What this exercise asks >>
• 1. Copy the canton development passage from "For the analysis" down to "the different stakeholders.", renaming "stakeholders" as "decision makers" each time it appears.
• 2. Carry the passage on measuring canton development further, picking up right after its final sentence.

The analysis includes three indexes created to measure development in the cantons from different perspectives: Cantonal Human Development Index (índice de Desarrollo Humano, IDH, 2011), Cantonal Competitiveness Index (índice de Competitividad Cantonal, ICC, 2011), and Social Development Index (índice de Desarrollo Social, IDS, 2013). Moreover, three additional indicators measure relevant aspects of canton development: percentage of urban population, percentage of people with higher education, and percentage of households living in poverty (Table 2).

For the analysis of the data was used the software SPSS (Statistical Package for the Social Sciences) version 17 for Windows, with information for each canton of the country. The analysis includes descriptive statistics, correlation coefficients and cluster analysis.

2.1. K-Means Cluster Analysis

Another objective of this project is cluster analysis. The technique selected is K-means clustering. This statistic strategy of clustering aims to grouping a set of cantons or municipalities according similarities between them. This analysis offers researchers a different perspective or approach. The main results are a variance table that allows significance analysis of each variable selected and the groups created as a new input for the different stakeholders.

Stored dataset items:
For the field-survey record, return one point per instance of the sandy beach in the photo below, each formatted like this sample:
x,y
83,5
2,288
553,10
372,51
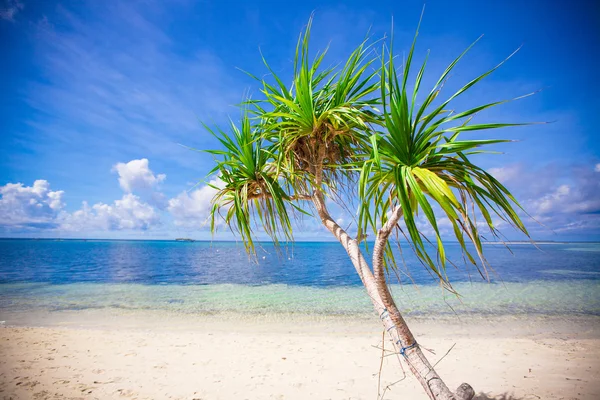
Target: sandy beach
x,y
103,355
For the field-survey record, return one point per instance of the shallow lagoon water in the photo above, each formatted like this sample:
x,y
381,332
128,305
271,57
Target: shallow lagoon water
x,y
308,278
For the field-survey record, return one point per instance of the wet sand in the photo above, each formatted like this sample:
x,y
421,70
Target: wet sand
x,y
150,355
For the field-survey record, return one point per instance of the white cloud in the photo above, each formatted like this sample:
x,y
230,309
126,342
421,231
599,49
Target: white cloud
x,y
128,213
10,8
191,209
38,207
29,206
136,174
507,173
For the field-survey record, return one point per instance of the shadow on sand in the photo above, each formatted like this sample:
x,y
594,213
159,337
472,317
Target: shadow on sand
x,y
489,396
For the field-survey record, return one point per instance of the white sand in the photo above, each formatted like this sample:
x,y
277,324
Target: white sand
x,y
88,355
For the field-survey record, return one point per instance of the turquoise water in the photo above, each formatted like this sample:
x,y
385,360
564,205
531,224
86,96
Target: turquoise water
x,y
311,278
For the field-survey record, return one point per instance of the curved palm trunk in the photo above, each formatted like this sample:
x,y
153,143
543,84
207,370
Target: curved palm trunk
x,y
409,348
400,335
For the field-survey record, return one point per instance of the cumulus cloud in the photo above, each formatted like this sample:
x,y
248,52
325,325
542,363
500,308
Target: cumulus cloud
x,y
562,198
38,207
128,213
191,209
30,206
137,175
10,8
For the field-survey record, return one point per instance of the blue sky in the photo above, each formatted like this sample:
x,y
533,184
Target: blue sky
x,y
99,96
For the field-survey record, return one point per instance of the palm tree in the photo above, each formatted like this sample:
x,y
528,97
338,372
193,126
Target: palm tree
x,y
324,134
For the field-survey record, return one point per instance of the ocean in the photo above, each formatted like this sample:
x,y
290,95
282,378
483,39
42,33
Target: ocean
x,y
303,278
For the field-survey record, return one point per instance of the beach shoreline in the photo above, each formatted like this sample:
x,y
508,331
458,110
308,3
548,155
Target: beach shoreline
x,y
106,354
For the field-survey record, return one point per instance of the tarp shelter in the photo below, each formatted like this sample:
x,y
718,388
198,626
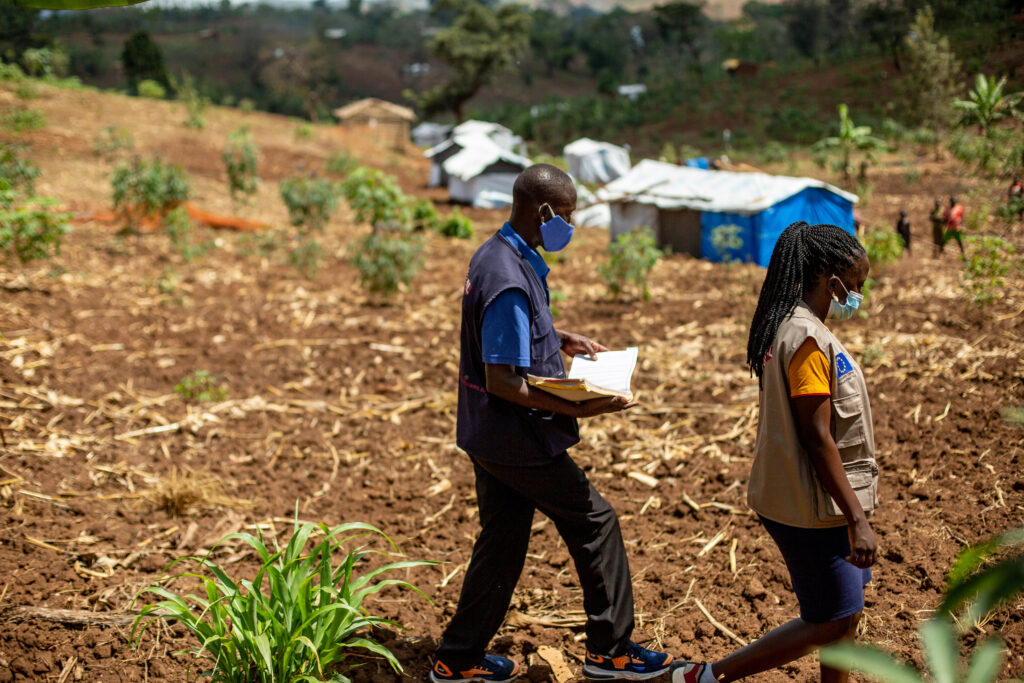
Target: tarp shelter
x,y
684,206
482,173
591,161
428,133
385,121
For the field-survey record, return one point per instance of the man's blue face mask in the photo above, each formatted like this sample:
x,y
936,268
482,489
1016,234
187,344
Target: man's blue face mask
x,y
555,232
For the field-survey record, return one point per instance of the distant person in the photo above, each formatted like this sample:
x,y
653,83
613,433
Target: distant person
x,y
1015,197
903,227
517,437
938,219
813,481
954,222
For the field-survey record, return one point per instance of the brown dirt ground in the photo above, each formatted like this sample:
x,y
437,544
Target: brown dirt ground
x,y
344,404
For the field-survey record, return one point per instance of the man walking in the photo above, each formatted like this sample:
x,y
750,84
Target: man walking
x,y
517,435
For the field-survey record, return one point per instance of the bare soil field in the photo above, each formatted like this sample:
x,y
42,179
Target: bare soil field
x,y
343,406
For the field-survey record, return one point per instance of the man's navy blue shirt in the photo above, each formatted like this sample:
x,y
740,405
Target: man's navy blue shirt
x,y
505,333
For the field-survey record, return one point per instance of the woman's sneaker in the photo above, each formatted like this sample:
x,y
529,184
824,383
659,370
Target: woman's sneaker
x,y
492,668
636,665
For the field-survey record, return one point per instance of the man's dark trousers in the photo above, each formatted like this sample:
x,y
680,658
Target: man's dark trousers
x,y
507,497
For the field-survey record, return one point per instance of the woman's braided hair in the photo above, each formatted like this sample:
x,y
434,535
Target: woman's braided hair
x,y
802,253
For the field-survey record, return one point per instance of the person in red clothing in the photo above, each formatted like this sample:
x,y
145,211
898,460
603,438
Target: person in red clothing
x,y
954,222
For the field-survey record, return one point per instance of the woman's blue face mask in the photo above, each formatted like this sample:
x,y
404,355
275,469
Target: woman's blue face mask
x,y
844,311
555,232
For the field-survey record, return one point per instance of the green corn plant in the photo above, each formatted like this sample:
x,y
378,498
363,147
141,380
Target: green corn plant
x,y
300,619
974,587
631,258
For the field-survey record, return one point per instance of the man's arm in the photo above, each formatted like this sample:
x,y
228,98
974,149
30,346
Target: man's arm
x,y
505,383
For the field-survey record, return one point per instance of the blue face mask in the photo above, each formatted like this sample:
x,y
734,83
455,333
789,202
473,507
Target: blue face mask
x,y
555,233
844,311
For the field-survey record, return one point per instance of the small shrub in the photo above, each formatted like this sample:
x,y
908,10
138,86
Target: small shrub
x,y
388,259
631,258
19,173
986,262
457,225
152,89
300,617
28,230
112,142
310,202
240,161
147,189
425,216
201,386
23,120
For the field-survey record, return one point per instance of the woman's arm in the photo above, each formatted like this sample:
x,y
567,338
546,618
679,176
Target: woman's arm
x,y
813,415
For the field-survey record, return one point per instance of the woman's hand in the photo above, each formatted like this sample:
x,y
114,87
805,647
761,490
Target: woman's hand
x,y
863,547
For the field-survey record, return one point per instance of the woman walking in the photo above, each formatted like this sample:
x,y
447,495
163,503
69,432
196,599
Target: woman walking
x,y
814,479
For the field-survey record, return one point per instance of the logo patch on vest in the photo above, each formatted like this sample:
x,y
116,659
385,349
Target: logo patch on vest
x,y
843,366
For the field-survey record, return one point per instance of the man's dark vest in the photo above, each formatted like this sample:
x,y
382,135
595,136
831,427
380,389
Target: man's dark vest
x,y
492,428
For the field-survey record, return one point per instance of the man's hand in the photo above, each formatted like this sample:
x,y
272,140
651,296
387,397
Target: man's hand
x,y
588,409
574,344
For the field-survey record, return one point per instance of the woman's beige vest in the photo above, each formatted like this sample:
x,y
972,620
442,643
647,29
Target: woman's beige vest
x,y
783,485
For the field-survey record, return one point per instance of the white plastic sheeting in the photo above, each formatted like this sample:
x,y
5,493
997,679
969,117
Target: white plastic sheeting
x,y
592,161
670,186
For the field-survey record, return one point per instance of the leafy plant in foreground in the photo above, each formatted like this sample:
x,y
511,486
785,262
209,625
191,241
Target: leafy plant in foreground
x,y
972,588
202,386
299,619
240,161
28,229
631,258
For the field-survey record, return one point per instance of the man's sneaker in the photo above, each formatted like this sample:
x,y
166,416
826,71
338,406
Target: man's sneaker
x,y
636,665
492,668
689,672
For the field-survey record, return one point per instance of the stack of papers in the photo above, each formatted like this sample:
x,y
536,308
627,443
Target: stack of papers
x,y
608,376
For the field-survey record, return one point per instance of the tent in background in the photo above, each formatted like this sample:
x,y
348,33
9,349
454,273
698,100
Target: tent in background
x,y
591,161
684,206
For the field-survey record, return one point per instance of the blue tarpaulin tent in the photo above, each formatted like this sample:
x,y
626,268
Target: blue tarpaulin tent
x,y
687,207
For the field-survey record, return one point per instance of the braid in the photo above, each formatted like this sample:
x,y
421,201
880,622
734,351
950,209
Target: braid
x,y
802,253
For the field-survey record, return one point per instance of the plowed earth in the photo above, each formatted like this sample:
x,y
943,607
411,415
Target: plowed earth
x,y
344,406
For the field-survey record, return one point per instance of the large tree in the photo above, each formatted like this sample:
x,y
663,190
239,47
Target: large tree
x,y
930,81
482,42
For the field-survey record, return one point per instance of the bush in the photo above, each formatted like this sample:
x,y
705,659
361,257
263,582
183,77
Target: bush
x,y
19,173
28,229
152,89
147,189
309,201
240,161
112,141
22,121
457,225
631,258
387,259
299,617
201,386
986,262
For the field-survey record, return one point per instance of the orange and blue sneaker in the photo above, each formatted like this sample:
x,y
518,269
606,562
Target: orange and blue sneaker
x,y
637,664
492,669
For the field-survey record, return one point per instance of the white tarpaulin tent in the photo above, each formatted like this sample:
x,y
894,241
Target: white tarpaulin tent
x,y
683,206
596,162
482,173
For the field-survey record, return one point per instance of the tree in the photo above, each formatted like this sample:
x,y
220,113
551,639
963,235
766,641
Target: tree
x,y
851,138
684,25
987,104
482,42
142,60
932,72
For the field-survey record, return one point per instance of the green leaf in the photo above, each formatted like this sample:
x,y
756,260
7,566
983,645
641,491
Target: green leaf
x,y
986,662
871,662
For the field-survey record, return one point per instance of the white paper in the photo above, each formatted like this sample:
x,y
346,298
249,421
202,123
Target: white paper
x,y
612,370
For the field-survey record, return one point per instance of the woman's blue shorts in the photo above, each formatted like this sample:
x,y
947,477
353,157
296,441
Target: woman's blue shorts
x,y
827,587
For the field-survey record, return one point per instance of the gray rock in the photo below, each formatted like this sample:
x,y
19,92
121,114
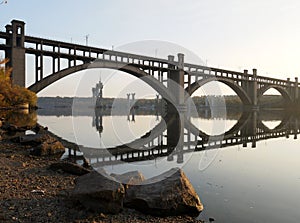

Answers for the tasks >>
• 1.
For the analysis of the data was used the software SPSS (Statistical Package for the Social Sciences) version 17 for Windows, with information for each canton of the country. The analysis includes descriptive statistics, correlation coefficients and cluster analysis.

2.1. K-Means Cluster Analysis

Another objective of this project is cluster analysis. The technique selected is K-means clustering. This statistic strategy of clustering aims to grouping a set of cantons or municipalities according similarities between them. This analysis offers researchers a different perspective or approach. The main results are a variance table that allows significance analysis of each variable selected and the groups created as a new input for the different decision makers.

• 2.
3. Results

3.1. Semi-Formality Rate and Its Connection with Canton Development and Competitiveness

There is significant variation in the semi-formality rate in the cantons, which ranges from 8.4 to 0.9 municipal licenses per registered employer (Table 3). This phenomenon is a result of the variation that is also observed in the number of semi-formal and formal enterprises, which ranges between 140 and 27,000 in the case of semi-formal enterprises, and 32 to 13,248 in the case of formal ones.

Semi-formality and formality show significant direct correlation (Pearson's r = 0.97, n = 81, P < 0.001), which indicates that the more formal entrepreneurial activity a canton presents, the more semi-formal activity it presents, and vice-versa.

In all the cases, there is also a significant correlation between the semi-formality rate and the development and competitiveness indicators (Figure 1). The correlation coefficients between semi-formality and each of the three indexes show negative values, that is, an inverse behavior: the higher the semi-formality rate, the lower the index values, and the lower the rate of semi-formality, the higher the index values. Likewise, the correlation between semi-formality and the percentage of urban population and of people with higher education show negative coefficients.

The connection between semi-formality and the percentage of households in poverty is the only one that showed a positive value for its correlation coefficient. In other words, the rate of semi-formality tends to go up in those cantons with higher poverty rates.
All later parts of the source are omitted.